Task prompt: Line by line, reproduce the records exactly.

Exercise data:
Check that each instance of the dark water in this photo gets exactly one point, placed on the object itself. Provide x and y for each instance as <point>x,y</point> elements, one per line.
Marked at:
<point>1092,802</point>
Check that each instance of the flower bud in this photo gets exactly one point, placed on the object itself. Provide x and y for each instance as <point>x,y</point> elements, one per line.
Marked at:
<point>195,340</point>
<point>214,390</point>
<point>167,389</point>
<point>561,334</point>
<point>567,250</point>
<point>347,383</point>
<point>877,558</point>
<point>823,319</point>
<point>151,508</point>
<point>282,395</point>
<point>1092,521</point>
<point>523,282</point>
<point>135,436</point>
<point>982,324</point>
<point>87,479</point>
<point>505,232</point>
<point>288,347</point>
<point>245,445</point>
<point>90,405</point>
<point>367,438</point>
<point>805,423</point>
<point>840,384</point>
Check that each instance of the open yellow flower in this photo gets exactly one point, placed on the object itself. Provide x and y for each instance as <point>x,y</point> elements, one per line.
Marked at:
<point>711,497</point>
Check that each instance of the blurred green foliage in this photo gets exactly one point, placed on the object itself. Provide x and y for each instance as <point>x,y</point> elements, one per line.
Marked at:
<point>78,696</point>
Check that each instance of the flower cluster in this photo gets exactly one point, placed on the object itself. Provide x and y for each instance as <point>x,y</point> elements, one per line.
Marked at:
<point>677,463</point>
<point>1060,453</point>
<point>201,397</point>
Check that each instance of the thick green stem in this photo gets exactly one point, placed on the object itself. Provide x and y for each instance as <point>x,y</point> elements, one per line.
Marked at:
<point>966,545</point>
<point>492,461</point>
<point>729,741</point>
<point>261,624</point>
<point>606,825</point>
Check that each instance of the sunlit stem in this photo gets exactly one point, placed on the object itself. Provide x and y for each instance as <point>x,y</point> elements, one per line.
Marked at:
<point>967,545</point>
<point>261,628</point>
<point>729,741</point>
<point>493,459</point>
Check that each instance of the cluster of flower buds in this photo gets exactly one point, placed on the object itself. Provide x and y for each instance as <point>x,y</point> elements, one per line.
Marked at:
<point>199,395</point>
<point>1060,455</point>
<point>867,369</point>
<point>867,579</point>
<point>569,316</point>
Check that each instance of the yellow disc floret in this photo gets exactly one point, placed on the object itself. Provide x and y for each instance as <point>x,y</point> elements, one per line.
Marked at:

Written response:
Check that each instance of the dark water in this photo gets exactly one point, placed on the object itself. Provide x and y for each instance as <point>x,y</point> elements, one per line.
Marked at:
<point>1092,802</point>
Check that each instance of the flower bud in this photo gets exactly one point, placed on the object itself. Provide x and y for each instance as <point>x,y</point> elements, one per line.
Marked at:
<point>195,340</point>
<point>214,390</point>
<point>167,389</point>
<point>561,334</point>
<point>567,250</point>
<point>347,383</point>
<point>877,558</point>
<point>823,319</point>
<point>151,508</point>
<point>282,395</point>
<point>1092,521</point>
<point>523,282</point>
<point>135,436</point>
<point>982,324</point>
<point>87,479</point>
<point>505,232</point>
<point>288,347</point>
<point>245,445</point>
<point>90,405</point>
<point>367,438</point>
<point>805,423</point>
<point>840,384</point>
Check that each instance of the open yellow flower in this photo gets exactly one point, placed on the object itself. Provide x and y for each instance as <point>x,y</point> elements, one per line.
Marked at:
<point>711,497</point>
Check that each instance of the blurred green foliage in this photo gets exactly one point, placed on the object itself. Provide x and y for each instance as <point>x,y</point> elements, one per line.
Marked at:
<point>78,696</point>
Check that each instance of the flower cluster in this photo gets exactly one point, placed on the object itself. Provide x and y for each instance as <point>x,y</point> elements, one per line.
Marked at:
<point>677,463</point>
<point>1060,453</point>
<point>201,397</point>
Check that each instance of the thick green stem in this photo gets exactly one point, placed on the object itself. Provide x and y for each instance as <point>x,y</point> elements, one per line.
Marked at:
<point>966,545</point>
<point>492,461</point>
<point>729,741</point>
<point>261,624</point>
<point>606,825</point>
Check that each instance of the sunlit stem in this photo gets exactly one point, placed on the object itself. Provide x and y for each instance as <point>x,y</point> elements, one per line.
Marked at:
<point>967,545</point>
<point>261,628</point>
<point>729,741</point>
<point>493,459</point>
Check that each instance of the cluster of flower buds in this photo gets exactly one point, placed on the object itself. Provide x and y for each instance as <point>x,y</point> elements, one per line.
Marked at:
<point>199,395</point>
<point>1060,455</point>
<point>867,369</point>
<point>867,579</point>
<point>569,316</point>
Check that each instance of the yellow disc floret in this photo gets exactly one point, placed on the object itself. Provide x and y for each instance as <point>x,y</point> elements, one per line.
Marked at:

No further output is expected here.